Short task
In the passage on wavelet threshold estimation, what does the operator in ratio (11) determine?

Passage provided
BEGIN
If we assume that $a\left[m\right]\in \left\{\mathrm{0,1}\right\}$, the operator $D_A$, minimizing the risk in (8), can be determined as [30]

$$a\left[m\right]=\left\{\begin{array}{c}1,if\left|⟨A,g_m⟩\right|\ge {h\times \sigma }_m\\ 0,if\left|⟨A,g_m⟩\right|<h\times {\sigma }_m\end{array}\right.,h=\sqrt{2lnN}.$$

(9)

Taking into account (9), the risk [30]

$${\mathcal{R}\left(D_{A}f,A\right)=\mathcal{R}}_{{\sigma }_m}\left(A\right)={\rm E}\left\{{‖D_{A}f-A‖}^2\right\}=\sum _{m=0}^{N}min\left({\left|⟨A,g_m⟩\right|}^2,{\sigma }_m^2\right).$$

(10)

Then, applying the threshold estimate in the orthonormal wavelet basis $G_{\Psi }={\left\{{\Psi }_{k,n}\right\}}_{\left(k,n\right)\in Z^2}$, ${\Psi }_{k,n}\left(t\right)=2^{\frac{k}{2}}\Psi \left(2^{k}t-n\right)$, the operator $D_{A_{\Psi }}$, minimizing the risk, is [31]

$$\widehat{A}\left(t\right)=D_{A_{\Psi }}f\left(t\right)=\sum _k\sum _{n=1}^N{P}_{{\sigma }_{k,n}}\left(⟨f,{\Psi }_{k,n}⟩\right){\Psi }_{k,n}\left(t\right),$$

(11)

where $P_{{\sigma }_{k,n}}\left(⟨f,{\Psi }_{k,n}⟩\right)=\left\{\begin{array}{c}⟨f,{\Psi }_{k,n}⟩,if\left|⟨f,{\Psi }_{k,n}⟩\right|\ge h^{\prime }\ast {\sigma }_{k,n}\\ 0,if\left|⟨f,{\Psi }_{k,n}⟩\right|<{h^{\prime }\ast \sigma }_{k,n}\end{array}\right.$,${\sigma }_{k,n}^2=E\left\{{\left|⟨e_{A_{\Psi }},{\Psi }_{k,n}⟩\right|}^2\right\}.$

The operator $D_{A_{\Psi }}$ in ratio (11) determines the nonlinear approximating scheme in the wavelet basis.
END
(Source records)
BEGIN
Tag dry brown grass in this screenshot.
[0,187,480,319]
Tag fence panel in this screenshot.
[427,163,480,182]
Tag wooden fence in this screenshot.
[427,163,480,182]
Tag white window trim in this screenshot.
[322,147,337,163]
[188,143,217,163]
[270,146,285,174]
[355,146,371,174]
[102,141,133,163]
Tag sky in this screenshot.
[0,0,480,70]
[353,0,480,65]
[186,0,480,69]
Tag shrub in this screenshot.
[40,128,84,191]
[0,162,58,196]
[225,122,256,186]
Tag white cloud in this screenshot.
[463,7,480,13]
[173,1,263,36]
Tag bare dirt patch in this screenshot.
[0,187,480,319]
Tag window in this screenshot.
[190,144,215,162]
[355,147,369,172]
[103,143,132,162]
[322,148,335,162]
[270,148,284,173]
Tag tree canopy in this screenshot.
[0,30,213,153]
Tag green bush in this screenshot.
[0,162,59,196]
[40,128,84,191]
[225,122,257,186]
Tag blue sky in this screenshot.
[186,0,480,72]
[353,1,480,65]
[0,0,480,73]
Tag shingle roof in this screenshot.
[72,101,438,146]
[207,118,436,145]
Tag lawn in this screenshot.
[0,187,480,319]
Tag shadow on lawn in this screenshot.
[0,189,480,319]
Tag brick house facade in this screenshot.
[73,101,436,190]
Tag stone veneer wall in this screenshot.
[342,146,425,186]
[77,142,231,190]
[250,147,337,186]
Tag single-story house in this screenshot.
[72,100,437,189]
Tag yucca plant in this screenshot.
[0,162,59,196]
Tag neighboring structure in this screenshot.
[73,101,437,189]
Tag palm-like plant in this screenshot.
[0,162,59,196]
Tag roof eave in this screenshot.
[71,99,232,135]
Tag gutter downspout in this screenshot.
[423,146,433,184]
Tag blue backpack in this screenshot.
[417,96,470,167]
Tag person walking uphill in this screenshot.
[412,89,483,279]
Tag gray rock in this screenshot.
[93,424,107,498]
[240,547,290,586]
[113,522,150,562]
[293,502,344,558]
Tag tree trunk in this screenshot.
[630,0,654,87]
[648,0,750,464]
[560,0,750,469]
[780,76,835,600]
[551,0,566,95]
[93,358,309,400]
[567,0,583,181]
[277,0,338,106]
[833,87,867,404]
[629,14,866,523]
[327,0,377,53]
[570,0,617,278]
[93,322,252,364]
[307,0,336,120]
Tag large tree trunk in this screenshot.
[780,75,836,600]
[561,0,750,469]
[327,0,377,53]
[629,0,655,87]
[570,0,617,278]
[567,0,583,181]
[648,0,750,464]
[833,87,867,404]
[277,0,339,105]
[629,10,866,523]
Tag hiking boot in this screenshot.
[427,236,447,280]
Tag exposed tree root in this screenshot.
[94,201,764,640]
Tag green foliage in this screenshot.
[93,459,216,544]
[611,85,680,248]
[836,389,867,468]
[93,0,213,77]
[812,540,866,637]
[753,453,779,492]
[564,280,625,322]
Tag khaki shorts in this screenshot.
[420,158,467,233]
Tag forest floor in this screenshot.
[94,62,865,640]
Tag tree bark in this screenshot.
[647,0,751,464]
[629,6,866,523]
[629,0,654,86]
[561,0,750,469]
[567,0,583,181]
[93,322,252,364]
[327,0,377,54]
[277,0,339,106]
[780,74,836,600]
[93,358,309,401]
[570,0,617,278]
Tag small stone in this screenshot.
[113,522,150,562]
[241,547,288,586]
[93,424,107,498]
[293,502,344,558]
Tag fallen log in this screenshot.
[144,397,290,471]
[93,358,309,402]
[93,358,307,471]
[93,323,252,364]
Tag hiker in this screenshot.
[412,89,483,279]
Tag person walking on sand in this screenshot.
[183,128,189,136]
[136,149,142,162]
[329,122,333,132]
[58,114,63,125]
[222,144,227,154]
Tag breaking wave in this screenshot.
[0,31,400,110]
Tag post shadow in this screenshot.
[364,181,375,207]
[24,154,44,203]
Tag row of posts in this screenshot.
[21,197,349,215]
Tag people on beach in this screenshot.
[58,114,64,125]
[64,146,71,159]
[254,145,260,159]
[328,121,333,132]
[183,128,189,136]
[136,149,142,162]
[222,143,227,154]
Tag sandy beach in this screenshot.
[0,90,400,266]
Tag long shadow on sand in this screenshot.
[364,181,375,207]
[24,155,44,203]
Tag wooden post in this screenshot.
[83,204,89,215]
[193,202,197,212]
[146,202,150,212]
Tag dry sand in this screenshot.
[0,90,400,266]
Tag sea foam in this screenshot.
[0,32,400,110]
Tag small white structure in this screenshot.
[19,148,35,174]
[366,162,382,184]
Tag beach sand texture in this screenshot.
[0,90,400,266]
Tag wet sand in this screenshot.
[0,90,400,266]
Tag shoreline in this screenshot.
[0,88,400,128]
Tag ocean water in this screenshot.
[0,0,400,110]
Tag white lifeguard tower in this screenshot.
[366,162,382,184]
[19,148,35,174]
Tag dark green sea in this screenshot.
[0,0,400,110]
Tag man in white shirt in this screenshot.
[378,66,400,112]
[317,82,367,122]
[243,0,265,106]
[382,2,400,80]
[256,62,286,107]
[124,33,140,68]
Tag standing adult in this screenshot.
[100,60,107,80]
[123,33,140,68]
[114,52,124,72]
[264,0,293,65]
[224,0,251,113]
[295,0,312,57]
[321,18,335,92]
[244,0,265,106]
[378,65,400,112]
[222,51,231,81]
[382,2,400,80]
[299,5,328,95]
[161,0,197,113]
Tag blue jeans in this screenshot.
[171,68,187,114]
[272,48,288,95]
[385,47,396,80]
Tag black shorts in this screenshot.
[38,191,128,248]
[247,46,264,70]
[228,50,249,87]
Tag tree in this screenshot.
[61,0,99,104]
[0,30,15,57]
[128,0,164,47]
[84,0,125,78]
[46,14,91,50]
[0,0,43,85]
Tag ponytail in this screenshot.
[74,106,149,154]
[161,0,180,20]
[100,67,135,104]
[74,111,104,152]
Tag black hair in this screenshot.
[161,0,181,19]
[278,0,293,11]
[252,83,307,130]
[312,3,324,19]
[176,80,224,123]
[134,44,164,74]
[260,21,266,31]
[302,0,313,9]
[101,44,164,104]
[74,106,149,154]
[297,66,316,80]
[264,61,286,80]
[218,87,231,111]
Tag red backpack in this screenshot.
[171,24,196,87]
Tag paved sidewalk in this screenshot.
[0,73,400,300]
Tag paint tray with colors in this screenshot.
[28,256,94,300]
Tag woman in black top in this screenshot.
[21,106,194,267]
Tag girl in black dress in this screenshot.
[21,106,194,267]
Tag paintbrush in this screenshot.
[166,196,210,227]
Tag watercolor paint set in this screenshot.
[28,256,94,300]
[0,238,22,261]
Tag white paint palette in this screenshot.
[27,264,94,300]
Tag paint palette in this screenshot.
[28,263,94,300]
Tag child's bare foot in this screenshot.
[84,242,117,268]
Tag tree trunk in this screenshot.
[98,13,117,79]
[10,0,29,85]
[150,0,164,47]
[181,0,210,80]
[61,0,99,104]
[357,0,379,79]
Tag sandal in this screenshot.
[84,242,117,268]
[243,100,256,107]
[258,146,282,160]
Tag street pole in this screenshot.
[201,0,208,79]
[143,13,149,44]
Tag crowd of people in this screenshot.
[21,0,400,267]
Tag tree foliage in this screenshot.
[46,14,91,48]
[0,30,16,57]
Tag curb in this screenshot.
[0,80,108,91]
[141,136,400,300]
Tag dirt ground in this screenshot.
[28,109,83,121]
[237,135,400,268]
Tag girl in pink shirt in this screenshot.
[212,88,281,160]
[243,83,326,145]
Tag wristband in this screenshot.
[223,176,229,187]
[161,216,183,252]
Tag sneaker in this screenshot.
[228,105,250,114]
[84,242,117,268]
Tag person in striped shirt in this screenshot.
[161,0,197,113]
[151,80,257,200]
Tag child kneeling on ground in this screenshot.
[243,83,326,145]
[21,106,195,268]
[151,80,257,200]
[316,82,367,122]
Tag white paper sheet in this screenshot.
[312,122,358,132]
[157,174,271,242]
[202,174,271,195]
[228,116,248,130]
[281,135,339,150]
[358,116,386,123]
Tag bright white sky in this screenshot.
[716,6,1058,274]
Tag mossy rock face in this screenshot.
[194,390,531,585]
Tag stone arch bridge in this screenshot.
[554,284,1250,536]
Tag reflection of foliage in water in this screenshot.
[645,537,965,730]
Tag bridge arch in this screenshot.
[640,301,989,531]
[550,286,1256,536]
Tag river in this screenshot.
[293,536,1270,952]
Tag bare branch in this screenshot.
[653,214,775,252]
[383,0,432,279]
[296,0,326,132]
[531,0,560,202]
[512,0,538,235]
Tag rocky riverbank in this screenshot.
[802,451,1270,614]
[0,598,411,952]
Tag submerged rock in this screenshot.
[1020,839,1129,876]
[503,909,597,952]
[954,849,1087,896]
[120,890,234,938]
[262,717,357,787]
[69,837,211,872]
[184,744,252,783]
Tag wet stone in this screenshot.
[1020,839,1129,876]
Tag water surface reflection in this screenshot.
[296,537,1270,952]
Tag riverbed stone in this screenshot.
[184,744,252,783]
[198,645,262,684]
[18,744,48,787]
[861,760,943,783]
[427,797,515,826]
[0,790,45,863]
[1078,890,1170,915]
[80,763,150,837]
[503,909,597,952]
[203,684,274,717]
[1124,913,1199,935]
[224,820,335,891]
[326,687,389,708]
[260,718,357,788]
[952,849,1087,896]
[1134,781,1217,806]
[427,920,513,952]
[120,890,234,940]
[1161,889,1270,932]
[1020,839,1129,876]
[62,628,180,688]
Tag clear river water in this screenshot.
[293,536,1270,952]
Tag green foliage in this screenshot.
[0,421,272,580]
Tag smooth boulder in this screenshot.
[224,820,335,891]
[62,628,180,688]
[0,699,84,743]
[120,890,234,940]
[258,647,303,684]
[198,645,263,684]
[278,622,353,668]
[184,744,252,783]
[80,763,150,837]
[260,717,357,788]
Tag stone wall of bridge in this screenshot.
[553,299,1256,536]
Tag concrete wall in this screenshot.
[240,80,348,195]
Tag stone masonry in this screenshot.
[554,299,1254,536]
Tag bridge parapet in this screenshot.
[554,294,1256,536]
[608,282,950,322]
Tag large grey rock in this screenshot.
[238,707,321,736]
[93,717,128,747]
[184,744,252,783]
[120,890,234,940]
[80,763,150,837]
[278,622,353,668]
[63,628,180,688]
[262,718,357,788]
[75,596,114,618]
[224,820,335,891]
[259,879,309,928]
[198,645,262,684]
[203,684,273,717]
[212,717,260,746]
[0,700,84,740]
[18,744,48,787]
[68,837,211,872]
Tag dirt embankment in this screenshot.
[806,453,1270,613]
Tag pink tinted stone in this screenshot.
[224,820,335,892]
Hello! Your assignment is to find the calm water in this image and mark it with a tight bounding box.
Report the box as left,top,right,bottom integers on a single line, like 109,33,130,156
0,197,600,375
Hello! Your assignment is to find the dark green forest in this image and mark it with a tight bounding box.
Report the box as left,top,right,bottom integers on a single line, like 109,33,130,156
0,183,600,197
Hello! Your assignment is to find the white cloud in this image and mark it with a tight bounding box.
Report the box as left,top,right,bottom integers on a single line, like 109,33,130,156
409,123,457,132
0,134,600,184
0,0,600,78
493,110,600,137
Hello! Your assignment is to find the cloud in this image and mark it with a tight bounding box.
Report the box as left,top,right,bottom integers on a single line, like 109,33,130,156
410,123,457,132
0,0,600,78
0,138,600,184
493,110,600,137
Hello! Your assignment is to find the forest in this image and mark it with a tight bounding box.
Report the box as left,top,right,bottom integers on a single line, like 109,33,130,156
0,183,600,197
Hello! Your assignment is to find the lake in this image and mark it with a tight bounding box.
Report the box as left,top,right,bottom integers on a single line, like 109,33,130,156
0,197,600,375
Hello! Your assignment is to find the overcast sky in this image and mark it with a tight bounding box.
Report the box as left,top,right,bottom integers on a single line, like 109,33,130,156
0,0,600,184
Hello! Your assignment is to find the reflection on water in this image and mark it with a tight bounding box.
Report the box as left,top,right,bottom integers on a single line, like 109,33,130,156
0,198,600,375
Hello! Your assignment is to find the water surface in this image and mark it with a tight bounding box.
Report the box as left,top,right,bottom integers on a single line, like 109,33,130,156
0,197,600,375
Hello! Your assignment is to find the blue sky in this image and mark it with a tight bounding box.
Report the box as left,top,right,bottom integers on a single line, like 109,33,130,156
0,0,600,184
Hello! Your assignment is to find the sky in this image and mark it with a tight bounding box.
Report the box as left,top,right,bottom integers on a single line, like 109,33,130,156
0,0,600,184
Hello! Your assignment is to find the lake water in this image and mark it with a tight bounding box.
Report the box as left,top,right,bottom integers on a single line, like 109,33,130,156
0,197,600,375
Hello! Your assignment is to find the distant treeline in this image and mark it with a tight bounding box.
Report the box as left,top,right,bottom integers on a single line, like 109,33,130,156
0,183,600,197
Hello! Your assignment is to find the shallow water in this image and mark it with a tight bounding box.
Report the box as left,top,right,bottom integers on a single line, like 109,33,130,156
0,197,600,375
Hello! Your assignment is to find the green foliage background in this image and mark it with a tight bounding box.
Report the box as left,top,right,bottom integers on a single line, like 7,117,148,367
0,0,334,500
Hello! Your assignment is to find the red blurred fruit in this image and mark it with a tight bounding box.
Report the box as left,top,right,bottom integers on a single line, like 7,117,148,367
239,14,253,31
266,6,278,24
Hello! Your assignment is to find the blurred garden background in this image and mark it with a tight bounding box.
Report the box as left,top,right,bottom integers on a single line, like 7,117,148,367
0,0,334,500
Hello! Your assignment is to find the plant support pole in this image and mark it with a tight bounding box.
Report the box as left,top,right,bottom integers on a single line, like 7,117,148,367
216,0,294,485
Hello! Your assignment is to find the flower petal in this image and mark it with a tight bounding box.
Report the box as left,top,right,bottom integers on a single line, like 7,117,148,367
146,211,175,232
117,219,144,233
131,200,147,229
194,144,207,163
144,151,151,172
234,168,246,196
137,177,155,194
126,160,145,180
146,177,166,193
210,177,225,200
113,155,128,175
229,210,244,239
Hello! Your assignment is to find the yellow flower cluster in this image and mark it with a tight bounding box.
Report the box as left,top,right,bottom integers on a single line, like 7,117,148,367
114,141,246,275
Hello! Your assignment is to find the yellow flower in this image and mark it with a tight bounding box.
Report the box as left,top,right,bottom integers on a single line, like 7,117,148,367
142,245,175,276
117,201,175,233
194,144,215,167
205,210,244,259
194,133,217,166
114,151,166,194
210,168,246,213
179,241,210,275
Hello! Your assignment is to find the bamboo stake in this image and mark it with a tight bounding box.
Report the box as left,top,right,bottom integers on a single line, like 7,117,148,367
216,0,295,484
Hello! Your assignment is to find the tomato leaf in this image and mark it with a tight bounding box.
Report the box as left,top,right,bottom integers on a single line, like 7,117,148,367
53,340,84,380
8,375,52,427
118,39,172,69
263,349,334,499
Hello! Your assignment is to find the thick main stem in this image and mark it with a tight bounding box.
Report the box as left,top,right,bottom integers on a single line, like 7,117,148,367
END
Task answer
It determines the nonlinear approximating scheme in the wavelet basis.